> [WORK TO COMPLETE]: Return everything from the start of the material below down to the line containing "167 67 L 167", both included, with each line copied exactly.

> [EXERCISE MATERIALS]:
◆ ◆ ◆ ◆

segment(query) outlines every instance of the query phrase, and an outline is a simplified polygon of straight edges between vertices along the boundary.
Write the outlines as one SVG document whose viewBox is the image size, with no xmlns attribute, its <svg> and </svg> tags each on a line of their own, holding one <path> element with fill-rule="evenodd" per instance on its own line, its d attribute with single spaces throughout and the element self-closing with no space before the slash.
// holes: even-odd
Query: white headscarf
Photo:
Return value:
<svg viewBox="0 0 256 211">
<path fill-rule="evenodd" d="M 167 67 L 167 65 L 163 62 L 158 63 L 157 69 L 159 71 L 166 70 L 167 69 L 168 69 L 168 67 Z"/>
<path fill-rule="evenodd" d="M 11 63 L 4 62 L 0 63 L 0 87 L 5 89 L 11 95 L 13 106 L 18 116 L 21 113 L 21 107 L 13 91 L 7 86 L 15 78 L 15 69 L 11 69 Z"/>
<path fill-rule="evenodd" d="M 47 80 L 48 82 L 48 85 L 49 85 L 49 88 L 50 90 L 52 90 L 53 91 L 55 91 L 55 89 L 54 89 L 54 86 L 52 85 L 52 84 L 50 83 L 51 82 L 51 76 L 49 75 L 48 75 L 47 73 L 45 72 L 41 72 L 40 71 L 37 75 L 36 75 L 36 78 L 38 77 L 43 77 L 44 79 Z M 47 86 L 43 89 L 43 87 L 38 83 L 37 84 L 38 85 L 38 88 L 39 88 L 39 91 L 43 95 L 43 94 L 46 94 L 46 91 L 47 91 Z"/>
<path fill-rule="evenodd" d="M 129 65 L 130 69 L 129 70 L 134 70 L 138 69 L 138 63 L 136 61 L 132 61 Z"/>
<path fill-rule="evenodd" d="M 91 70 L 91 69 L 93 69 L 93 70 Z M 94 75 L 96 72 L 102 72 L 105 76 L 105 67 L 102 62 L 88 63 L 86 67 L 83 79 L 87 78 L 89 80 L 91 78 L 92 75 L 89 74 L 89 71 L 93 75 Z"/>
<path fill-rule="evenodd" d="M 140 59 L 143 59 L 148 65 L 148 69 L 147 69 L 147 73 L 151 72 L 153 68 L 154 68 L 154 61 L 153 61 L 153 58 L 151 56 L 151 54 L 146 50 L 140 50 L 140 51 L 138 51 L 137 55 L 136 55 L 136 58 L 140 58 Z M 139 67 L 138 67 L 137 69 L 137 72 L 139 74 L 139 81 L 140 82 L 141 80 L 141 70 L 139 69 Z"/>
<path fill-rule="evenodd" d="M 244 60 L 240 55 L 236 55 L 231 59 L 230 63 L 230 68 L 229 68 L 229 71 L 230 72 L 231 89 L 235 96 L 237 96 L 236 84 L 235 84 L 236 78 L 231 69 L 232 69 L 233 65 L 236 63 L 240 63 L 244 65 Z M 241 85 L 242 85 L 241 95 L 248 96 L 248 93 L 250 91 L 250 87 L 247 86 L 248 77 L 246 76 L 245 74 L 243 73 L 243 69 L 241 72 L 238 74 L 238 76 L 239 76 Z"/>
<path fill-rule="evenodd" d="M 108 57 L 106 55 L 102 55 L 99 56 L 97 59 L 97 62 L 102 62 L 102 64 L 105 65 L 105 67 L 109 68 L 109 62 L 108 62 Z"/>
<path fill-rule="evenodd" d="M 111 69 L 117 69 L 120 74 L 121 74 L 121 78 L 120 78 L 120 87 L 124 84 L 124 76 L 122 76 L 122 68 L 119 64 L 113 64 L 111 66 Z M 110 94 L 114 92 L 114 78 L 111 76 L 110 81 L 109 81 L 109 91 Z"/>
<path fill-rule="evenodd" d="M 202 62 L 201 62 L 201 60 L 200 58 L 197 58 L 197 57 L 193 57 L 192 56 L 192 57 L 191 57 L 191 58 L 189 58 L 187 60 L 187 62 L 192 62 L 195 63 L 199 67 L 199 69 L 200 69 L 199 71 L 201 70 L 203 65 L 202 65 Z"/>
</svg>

◆ ◆ ◆ ◆

> [ANSWER FOR THE TASK]:
segment(query) outlines every instance of the query phrase, and an outline is a simplified polygon of straight edges between vertices along the boundary.
Write the outlines as one SVG document whose viewBox is the image size, with no xmlns attribute, its <svg> and </svg> tags each on a line of their own, holding one <path> element with fill-rule="evenodd" per instance on its own line, its d attribute with single spaces throughout and the element self-closing with no space before the slash.
// holes: even-odd
Query: white headscarf
Photo:
Return value:
<svg viewBox="0 0 256 211">
<path fill-rule="evenodd" d="M 167 67 L 167 65 L 163 62 L 158 63 L 157 69 L 159 71 L 166 70 L 167 69 L 168 69 L 168 67 Z"/>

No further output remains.